_Exercise material_

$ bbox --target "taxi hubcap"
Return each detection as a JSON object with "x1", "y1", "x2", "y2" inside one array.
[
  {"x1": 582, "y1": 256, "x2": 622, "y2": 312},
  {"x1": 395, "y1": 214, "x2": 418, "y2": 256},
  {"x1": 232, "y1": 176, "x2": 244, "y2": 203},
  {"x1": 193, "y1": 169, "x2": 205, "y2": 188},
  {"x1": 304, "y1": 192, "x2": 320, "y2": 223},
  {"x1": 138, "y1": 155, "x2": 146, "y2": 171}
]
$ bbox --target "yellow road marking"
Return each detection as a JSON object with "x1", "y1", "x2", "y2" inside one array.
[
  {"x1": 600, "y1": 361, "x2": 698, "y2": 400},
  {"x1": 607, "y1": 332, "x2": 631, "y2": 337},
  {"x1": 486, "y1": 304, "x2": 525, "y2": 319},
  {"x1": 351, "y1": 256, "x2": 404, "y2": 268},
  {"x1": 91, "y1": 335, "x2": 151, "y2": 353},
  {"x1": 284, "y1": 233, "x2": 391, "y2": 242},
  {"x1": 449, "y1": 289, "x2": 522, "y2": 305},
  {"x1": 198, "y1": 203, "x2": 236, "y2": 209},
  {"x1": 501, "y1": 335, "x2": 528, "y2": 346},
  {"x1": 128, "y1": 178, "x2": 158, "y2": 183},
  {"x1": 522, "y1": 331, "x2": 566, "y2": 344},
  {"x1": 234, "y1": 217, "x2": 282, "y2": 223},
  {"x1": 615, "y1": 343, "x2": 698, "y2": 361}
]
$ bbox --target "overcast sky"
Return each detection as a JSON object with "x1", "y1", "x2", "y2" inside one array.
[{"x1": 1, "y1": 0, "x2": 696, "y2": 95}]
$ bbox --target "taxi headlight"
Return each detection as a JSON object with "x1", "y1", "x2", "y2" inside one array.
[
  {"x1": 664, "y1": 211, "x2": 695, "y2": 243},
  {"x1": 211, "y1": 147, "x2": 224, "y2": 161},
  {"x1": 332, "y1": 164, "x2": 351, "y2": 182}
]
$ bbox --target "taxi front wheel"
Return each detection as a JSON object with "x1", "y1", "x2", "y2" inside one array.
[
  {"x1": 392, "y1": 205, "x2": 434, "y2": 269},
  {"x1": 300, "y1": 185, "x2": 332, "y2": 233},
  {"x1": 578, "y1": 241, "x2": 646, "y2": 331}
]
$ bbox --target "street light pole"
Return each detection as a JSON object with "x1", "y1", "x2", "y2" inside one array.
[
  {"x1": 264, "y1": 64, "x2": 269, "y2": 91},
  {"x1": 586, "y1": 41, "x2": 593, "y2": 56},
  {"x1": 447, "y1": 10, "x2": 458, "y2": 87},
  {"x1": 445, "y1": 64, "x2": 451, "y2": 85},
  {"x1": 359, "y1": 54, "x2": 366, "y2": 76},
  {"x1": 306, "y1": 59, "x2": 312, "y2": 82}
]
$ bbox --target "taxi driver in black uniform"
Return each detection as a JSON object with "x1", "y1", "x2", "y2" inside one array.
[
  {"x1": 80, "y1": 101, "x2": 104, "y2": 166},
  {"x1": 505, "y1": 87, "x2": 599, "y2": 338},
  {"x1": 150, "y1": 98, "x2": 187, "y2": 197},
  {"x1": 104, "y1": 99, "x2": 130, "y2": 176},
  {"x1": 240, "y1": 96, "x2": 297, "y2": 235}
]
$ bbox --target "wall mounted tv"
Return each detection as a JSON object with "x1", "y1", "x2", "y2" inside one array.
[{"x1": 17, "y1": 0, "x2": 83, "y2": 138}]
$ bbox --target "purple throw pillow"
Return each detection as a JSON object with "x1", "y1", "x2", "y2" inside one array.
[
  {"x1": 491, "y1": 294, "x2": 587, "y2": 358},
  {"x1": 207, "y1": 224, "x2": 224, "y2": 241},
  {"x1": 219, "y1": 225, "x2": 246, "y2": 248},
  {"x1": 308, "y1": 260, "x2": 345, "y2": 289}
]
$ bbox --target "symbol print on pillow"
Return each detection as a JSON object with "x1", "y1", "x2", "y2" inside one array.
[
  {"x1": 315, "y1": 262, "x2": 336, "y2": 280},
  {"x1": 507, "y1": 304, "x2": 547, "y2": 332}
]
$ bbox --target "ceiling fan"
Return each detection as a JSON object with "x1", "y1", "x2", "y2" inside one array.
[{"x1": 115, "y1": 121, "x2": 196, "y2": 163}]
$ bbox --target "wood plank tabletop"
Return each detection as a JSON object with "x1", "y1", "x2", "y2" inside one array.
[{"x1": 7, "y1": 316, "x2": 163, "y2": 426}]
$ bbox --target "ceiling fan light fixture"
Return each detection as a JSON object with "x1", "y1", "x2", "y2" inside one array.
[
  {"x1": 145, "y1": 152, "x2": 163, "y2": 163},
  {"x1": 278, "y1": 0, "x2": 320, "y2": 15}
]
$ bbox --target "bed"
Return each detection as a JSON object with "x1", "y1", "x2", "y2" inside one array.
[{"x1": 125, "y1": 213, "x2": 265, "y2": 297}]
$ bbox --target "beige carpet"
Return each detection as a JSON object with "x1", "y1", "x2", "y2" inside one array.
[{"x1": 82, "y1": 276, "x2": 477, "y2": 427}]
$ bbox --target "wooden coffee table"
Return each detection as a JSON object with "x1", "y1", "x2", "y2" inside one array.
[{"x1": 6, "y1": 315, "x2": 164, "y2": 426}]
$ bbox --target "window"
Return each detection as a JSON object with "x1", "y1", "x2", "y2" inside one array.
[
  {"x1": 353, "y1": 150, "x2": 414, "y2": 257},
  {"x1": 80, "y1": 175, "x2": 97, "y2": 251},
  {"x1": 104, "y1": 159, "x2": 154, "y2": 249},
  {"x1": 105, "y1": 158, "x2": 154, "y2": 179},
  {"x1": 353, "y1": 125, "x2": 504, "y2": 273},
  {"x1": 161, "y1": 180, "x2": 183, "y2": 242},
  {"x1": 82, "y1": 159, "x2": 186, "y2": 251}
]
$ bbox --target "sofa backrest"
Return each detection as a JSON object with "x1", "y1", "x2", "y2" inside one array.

_Assignment_
Going through the material, how many lines contain the word "taxi"? Please give only the number.

_Task answer_
4